[課題 A]
元の文章によると、『来福の家』の著者はどこで生まれましたか。
[課題 B]
元の文章のうち、「以前、勤め先で自分の名前を確」で始まって「家』を読み終えて思い出した。」で終わるところまでを、一字も変えずに書き写してください。

[元の文章]
================================

『 来福の家 』あたり前のように享受しているものに、初めて目を向けたとき、別の価値観もあるということを知る。台湾人による日本語小説。


温又柔・著 集英社 ¥1,575/OMAR BOOKS

 

以前、勤め先で自分の名前を確か、ヒンズー語で書いてもらったことがあった。インドから沖縄に来て数年という、ALT(外国人の外国語教師)の青年との、お互い自己紹介がてら、ジェスチャー交じりのぎこちない場面でのこと。

 

インド出身ながら英語を教える、というのが仕事の彼に、もう一つの母国語であるヒンズー語で、私の名前を綴ったらどんな感じなのだろう、と興味本位からお願いした。
カードに綴られた文字を見て、自分の名前ながら記号にしか見えない不思議な気持ちを抱いたことを、この『来福の家』を読み終えて思い出した。

 

今回ご紹介するのは2つの中篇小説「好去好来歌」と「来福の家」が収められた『来福の家』。
この小説の著者は台湾・台北市に生まれ、幼い頃に日本に移り住み、今も東京在住の温又柔(おん ゆうじゅう)さん。

 

日本を舞台にしながら、台湾という国の持つ、複雑な歴史的背景が生活に根ざした視点から語られる。教科書やガイドブックを読んでも分からない、外国に本籍を持ちながら日本に暮らす人々の実感が丁寧に描かれて、なるほどこんな感じなのか~と新鮮だった。

================================

[提供された行]
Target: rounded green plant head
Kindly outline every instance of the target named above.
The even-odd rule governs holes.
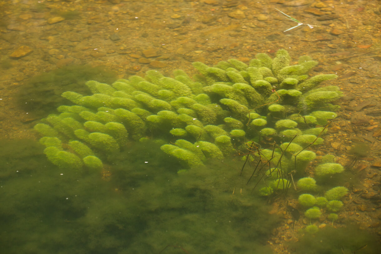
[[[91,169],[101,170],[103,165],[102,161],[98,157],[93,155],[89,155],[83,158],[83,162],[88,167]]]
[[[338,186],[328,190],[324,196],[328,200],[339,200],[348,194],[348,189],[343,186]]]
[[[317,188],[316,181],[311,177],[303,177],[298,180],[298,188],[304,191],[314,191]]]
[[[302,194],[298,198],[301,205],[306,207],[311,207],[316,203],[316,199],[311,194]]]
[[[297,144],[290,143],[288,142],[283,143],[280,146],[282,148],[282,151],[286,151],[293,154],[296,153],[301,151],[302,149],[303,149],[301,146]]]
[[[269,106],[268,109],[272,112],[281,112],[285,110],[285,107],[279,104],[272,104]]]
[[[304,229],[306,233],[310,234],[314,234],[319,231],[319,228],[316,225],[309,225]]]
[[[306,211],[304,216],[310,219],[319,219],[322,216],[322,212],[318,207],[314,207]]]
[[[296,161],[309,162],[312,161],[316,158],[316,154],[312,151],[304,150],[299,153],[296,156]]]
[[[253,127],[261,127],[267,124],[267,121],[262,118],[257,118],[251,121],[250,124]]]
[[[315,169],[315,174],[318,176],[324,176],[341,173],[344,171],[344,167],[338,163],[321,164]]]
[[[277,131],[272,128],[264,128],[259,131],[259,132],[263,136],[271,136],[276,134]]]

================================

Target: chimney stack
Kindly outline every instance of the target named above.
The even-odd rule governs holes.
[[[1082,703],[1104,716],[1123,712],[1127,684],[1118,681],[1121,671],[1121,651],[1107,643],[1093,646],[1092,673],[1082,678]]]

================================

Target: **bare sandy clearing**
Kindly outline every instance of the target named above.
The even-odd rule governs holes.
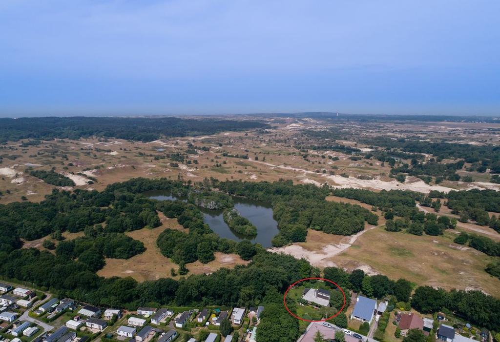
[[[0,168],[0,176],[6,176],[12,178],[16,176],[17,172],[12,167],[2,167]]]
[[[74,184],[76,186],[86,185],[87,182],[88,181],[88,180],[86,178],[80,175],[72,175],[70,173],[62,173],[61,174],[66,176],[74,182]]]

================================

[回答 A]
台湾・台北市です。

[回答 B]
以前、勤め先で自分の名前を確か、ヒンズー語で書いてもらったことがあった。インドから沖縄に来て数年という、ALT(外国人の外国語教師)の青年との、お互い自己紹介がてら、ジェスチャー交じりのぎこちない場面でのこと。

 

インド出身ながら英語を教える、というのが仕事の彼に、もう一つの母国語であるヒンズー語で、私の名前を綴ったらどんな感じなのだろう、と興味本位からお願いした。
カードに綴られた文字を見て、自分の名前ながら記号にしか見えない不思議な気持ちを抱いたことを、この『来福の家』を読み終えて思い出した。